* Activity
Please count the lines in the records below that include the word "blurred" and report only the total.

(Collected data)
* * * * * * *

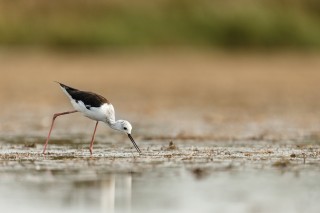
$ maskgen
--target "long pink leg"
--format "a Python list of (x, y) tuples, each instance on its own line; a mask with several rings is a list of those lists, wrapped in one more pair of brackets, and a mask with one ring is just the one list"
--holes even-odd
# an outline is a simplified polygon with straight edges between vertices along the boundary
[(90, 154), (92, 155), (92, 148), (93, 148), (93, 141), (94, 141), (94, 136), (96, 134), (97, 131), (97, 126), (98, 126), (99, 121), (97, 121), (96, 126), (94, 127), (94, 131), (93, 131), (93, 135), (92, 135), (92, 139), (91, 139), (91, 143), (90, 143)]
[(43, 152), (42, 152), (43, 154), (46, 152), (47, 145), (48, 145), (48, 142), (49, 142), (49, 138), (50, 138), (50, 135), (51, 135), (51, 131), (52, 131), (55, 119), (60, 115), (67, 115), (67, 114), (71, 114), (71, 113), (75, 113), (75, 112), (78, 112), (78, 111), (77, 110), (73, 110), (73, 111), (68, 111), (68, 112), (56, 113), (56, 114), (53, 115), (50, 131), (49, 131), (46, 143), (44, 144), (44, 148), (43, 148)]

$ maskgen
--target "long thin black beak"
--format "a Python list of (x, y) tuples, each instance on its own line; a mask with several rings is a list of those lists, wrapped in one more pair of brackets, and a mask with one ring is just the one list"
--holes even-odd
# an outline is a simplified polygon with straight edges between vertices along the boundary
[(130, 140), (132, 141), (132, 143), (133, 143), (134, 147), (136, 148), (136, 150), (137, 150), (139, 153), (141, 153), (139, 147), (137, 146), (136, 142), (134, 142), (132, 136), (131, 136), (130, 134), (128, 134), (128, 137), (129, 137)]

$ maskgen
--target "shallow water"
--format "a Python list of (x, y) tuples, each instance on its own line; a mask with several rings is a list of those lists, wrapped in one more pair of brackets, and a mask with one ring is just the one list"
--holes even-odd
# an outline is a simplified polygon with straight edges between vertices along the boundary
[[(318, 212), (319, 145), (296, 142), (2, 139), (0, 205), (11, 212)], [(33, 144), (30, 144), (33, 141)], [(294, 155), (293, 155), (294, 154)]]
[(187, 169), (41, 171), (2, 176), (5, 212), (318, 212), (320, 174)]

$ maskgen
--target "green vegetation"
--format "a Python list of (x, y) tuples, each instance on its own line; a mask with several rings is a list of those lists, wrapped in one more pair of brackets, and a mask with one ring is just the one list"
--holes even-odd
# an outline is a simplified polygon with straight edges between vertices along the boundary
[(320, 1), (7, 0), (0, 45), (319, 49)]

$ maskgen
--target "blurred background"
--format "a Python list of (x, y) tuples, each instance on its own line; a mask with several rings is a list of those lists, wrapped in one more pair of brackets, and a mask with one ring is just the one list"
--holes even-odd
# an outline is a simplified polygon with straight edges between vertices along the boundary
[(317, 0), (3, 0), (0, 131), (46, 130), (60, 81), (147, 137), (314, 137), (319, 26)]
[(318, 49), (317, 0), (1, 1), (7, 47)]

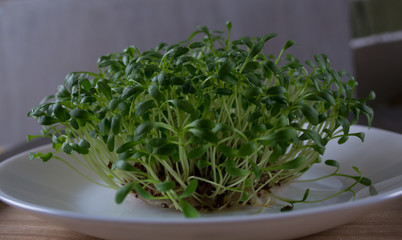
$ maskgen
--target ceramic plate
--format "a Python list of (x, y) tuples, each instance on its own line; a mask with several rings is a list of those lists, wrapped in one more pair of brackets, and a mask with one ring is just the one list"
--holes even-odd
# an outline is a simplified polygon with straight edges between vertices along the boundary
[[(84, 179), (59, 161), (30, 161), (26, 152), (0, 164), (0, 199), (53, 223), (105, 239), (302, 237), (355, 220), (402, 196), (402, 135), (360, 126), (351, 131), (366, 132), (366, 141), (350, 139), (344, 145), (331, 143), (323, 159), (337, 159), (345, 173), (353, 173), (352, 167), (358, 166), (373, 181), (377, 195), (371, 196), (367, 187), (360, 187), (355, 200), (351, 194), (342, 194), (316, 204), (297, 204), (290, 212), (280, 212), (279, 206), (273, 206), (262, 212), (260, 208), (247, 208), (185, 219), (174, 210), (148, 206), (135, 198), (117, 205), (114, 190)], [(314, 178), (332, 170), (319, 164), (303, 178)], [(311, 199), (321, 198), (348, 184), (346, 179), (331, 177), (309, 184), (293, 183), (279, 194), (298, 199), (309, 187)]]

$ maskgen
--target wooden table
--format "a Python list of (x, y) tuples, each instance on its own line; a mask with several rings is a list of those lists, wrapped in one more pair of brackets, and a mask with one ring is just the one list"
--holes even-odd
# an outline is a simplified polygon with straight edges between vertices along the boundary
[[(33, 217), (0, 202), (1, 240), (93, 240), (94, 237), (70, 231)], [(402, 239), (402, 199), (357, 221), (299, 240), (400, 240)]]

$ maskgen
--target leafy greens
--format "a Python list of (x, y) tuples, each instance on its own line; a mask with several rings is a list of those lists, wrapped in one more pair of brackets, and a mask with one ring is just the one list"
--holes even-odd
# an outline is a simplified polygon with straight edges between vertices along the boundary
[[(201, 26), (177, 44), (102, 56), (98, 73), (68, 74), (28, 113), (54, 149), (31, 158), (70, 165), (56, 153), (79, 154), (77, 161), (117, 189), (117, 203), (132, 192), (196, 217), (253, 204), (261, 194), (280, 199), (274, 187), (319, 163), (329, 141), (364, 140), (349, 129), (361, 115), (371, 123), (366, 101), (374, 93), (354, 98), (353, 76), (332, 69), (325, 55), (307, 67), (284, 56), (294, 41), (275, 57), (262, 50), (276, 34), (232, 41), (226, 27), (226, 37)], [(337, 170), (330, 176), (341, 176)], [(370, 186), (355, 170), (358, 176), (342, 176)], [(308, 193), (280, 199), (291, 204), (283, 210), (308, 202)]]

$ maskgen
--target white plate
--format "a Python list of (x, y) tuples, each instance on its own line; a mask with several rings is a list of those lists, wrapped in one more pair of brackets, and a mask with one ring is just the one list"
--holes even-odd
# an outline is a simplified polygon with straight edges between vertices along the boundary
[[(325, 159), (341, 162), (342, 172), (358, 166), (371, 178), (378, 195), (360, 188), (318, 204), (298, 204), (293, 211), (279, 207), (202, 215), (185, 219), (174, 210), (148, 206), (128, 198), (117, 205), (114, 190), (93, 184), (63, 163), (28, 160), (22, 153), (0, 164), (0, 199), (77, 232), (106, 239), (289, 239), (324, 231), (359, 218), (402, 196), (402, 135), (379, 129), (353, 127), (366, 132), (366, 141), (350, 139), (344, 145), (328, 145)], [(49, 146), (36, 149), (46, 151)], [(317, 165), (304, 178), (333, 170)], [(301, 198), (305, 186), (311, 197), (336, 192), (349, 182), (328, 178), (310, 184), (294, 183), (281, 193)]]

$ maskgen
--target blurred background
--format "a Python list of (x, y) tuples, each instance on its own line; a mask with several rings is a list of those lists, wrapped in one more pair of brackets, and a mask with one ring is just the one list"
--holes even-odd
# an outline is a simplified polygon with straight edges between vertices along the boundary
[(72, 71), (96, 71), (98, 57), (129, 45), (174, 43), (197, 25), (232, 36), (277, 32), (266, 52), (288, 40), (301, 60), (325, 53), (354, 74), (357, 95), (374, 90), (373, 125), (402, 132), (400, 0), (0, 0), (0, 146), (40, 131), (26, 113)]

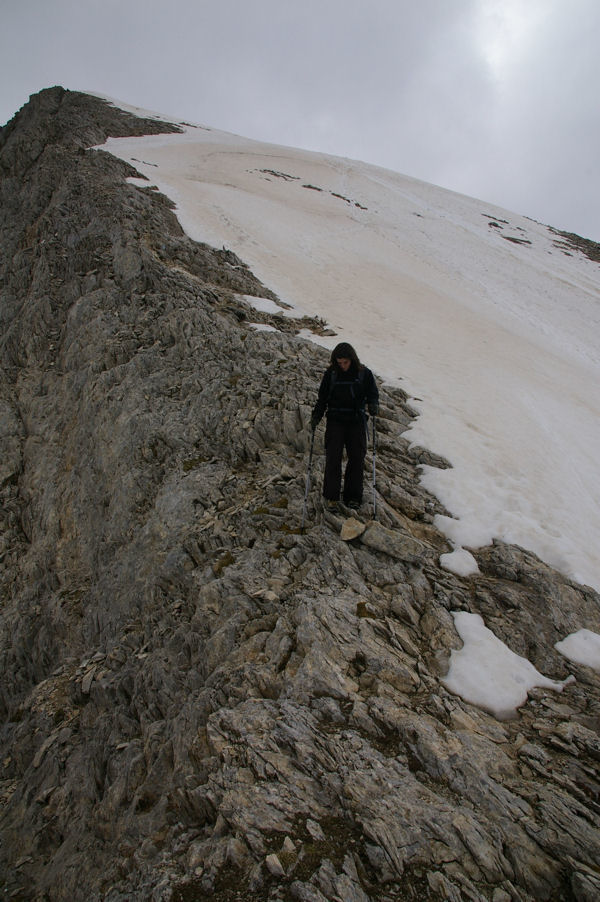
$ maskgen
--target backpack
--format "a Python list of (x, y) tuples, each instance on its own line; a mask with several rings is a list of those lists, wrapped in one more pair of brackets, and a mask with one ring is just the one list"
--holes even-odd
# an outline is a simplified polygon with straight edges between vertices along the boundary
[(329, 410), (333, 409), (334, 411), (336, 411), (339, 414), (342, 414), (344, 417), (347, 417), (348, 419), (360, 418), (360, 416), (362, 416), (365, 411), (366, 397), (363, 392), (362, 399), (357, 398), (354, 393), (354, 386), (358, 385), (362, 388), (364, 381), (365, 381), (365, 369), (364, 369), (364, 367), (361, 367), (361, 369), (359, 369), (359, 371), (358, 371), (358, 375), (356, 376), (356, 378), (352, 382), (346, 383), (347, 385), (350, 386), (350, 394), (354, 401), (354, 405), (352, 407), (334, 407), (334, 408), (332, 408), (330, 402), (331, 402), (331, 398), (333, 396), (333, 390), (335, 388), (336, 383), (338, 382), (337, 370), (335, 370), (335, 369), (332, 370), (331, 371), (331, 379), (329, 381), (329, 394), (327, 396), (327, 406), (329, 407)]

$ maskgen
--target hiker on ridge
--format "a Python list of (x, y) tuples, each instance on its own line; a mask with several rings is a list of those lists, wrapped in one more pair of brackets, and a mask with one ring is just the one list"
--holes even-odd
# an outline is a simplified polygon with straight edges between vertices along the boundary
[(363, 464), (367, 453), (367, 414), (377, 416), (379, 392), (375, 377), (363, 366), (352, 345), (342, 342), (331, 352), (310, 425), (313, 431), (327, 414), (323, 497), (330, 510), (337, 507), (342, 487), (342, 456), (348, 456), (342, 498), (347, 507), (362, 504)]

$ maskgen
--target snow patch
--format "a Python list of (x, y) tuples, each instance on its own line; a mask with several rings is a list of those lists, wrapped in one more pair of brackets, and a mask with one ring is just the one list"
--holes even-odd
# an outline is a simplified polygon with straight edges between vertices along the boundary
[(600, 636), (591, 630), (579, 630), (557, 642), (554, 648), (573, 661), (600, 671)]
[(135, 185), (136, 188), (151, 188), (152, 182), (148, 181), (148, 179), (138, 179), (134, 176), (130, 176), (125, 180), (128, 185)]
[(268, 323), (248, 323), (248, 325), (257, 332), (279, 332), (279, 329), (276, 329), (275, 326), (269, 326)]
[(289, 316), (294, 319), (303, 316), (295, 307), (282, 307), (270, 298), (256, 298), (251, 294), (240, 295), (244, 303), (249, 304), (259, 313), (270, 313), (273, 316)]
[(480, 572), (477, 561), (466, 548), (455, 548), (449, 554), (440, 555), (440, 567), (457, 576), (473, 576)]
[(515, 654), (488, 629), (479, 614), (453, 611), (463, 648), (452, 651), (444, 686), (466, 702), (489, 711), (498, 720), (515, 717), (530, 689), (539, 686), (561, 692), (563, 681), (543, 676), (526, 658)]

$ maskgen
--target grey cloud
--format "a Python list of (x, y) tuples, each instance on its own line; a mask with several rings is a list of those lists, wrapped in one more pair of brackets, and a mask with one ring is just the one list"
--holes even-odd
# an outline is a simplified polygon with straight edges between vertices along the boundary
[(5, 0), (0, 119), (51, 84), (95, 90), (600, 239), (600, 7), (538, 8), (499, 78), (480, 33), (494, 0)]

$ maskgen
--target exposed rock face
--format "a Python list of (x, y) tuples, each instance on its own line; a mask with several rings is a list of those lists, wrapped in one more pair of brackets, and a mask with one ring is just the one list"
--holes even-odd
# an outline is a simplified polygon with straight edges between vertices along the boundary
[[(502, 544), (440, 569), (397, 390), (378, 522), (340, 538), (317, 460), (299, 534), (325, 352), (86, 149), (168, 129), (55, 88), (0, 135), (6, 897), (597, 899), (600, 679), (553, 645), (598, 596)], [(577, 682), (450, 695), (457, 609)]]

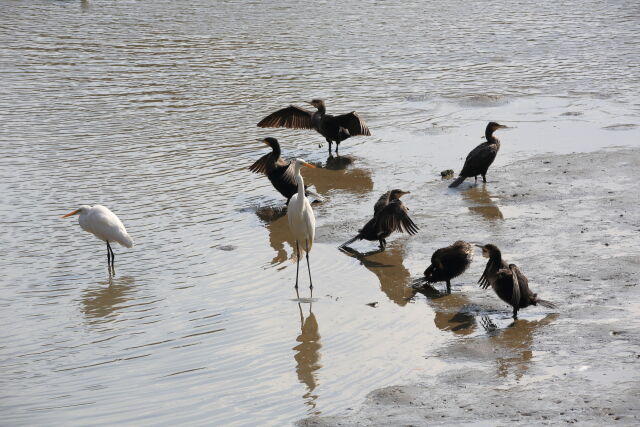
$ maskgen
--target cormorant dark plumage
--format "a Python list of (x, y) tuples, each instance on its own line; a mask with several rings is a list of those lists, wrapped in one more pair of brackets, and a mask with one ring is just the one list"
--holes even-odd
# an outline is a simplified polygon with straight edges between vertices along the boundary
[[(291, 196), (298, 191), (298, 185), (296, 184), (294, 165), (290, 161), (285, 161), (280, 157), (280, 144), (275, 138), (264, 138), (259, 140), (271, 147), (271, 153), (267, 153), (260, 157), (254, 164), (249, 166), (249, 170), (254, 173), (265, 174), (274, 188), (287, 198), (287, 204)], [(316, 200), (322, 200), (322, 198), (307, 189), (305, 186), (305, 193), (307, 196), (313, 196)]]
[(473, 247), (462, 240), (440, 248), (431, 255), (431, 265), (424, 271), (425, 279), (428, 283), (447, 282), (447, 292), (451, 292), (451, 279), (465, 272), (472, 256)]
[(418, 232), (418, 226), (409, 218), (409, 210), (400, 200), (408, 191), (391, 190), (384, 193), (373, 208), (373, 218), (367, 222), (354, 238), (344, 242), (340, 247), (345, 247), (356, 240), (377, 240), (380, 249), (387, 245), (386, 238), (394, 231), (407, 232), (409, 235)]
[(547, 308), (557, 308), (555, 304), (538, 298), (529, 289), (529, 281), (527, 277), (520, 271), (517, 265), (507, 264), (502, 259), (502, 253), (495, 245), (484, 245), (482, 248), (482, 256), (489, 258), (487, 266), (478, 280), (482, 289), (489, 286), (495, 291), (501, 300), (513, 307), (513, 318), (518, 317), (518, 310), (530, 305), (540, 304)]
[(356, 135), (371, 135), (364, 120), (352, 111), (348, 114), (332, 116), (326, 114), (326, 108), (322, 99), (314, 99), (310, 102), (317, 111), (309, 111), (304, 108), (290, 105), (274, 113), (269, 114), (260, 120), (258, 126), (261, 128), (292, 128), (292, 129), (315, 129), (325, 137), (329, 143), (329, 154), (331, 154), (331, 144), (336, 143), (336, 154), (340, 143), (345, 139)]
[(467, 155), (467, 159), (464, 161), (460, 176), (449, 184), (449, 187), (457, 187), (462, 184), (465, 179), (471, 177), (475, 177), (476, 182), (478, 182), (478, 175), (482, 175), (482, 181), (487, 182), (487, 170), (496, 159), (498, 150), (500, 150), (500, 140), (493, 136), (493, 132), (502, 128), (506, 128), (506, 126), (496, 122), (489, 122), (487, 129), (484, 131), (484, 136), (487, 138), (487, 141), (471, 150)]

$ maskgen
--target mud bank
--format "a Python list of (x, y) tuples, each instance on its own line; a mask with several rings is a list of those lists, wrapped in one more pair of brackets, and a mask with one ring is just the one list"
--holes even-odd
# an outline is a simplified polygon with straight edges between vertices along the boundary
[(479, 221), (509, 217), (483, 243), (503, 248), (533, 291), (560, 309), (522, 310), (514, 322), (492, 292), (478, 290), (484, 260), (476, 255), (451, 295), (437, 287), (413, 299), (456, 334), (424, 349), (438, 369), (416, 368), (411, 385), (375, 390), (360, 408), (298, 425), (637, 425), (639, 167), (640, 149), (538, 156), (490, 171), (487, 200), (473, 197), (482, 188), (473, 180), (460, 195), (448, 193), (475, 200), (469, 209)]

* * * * * * *

* Exercise answer
2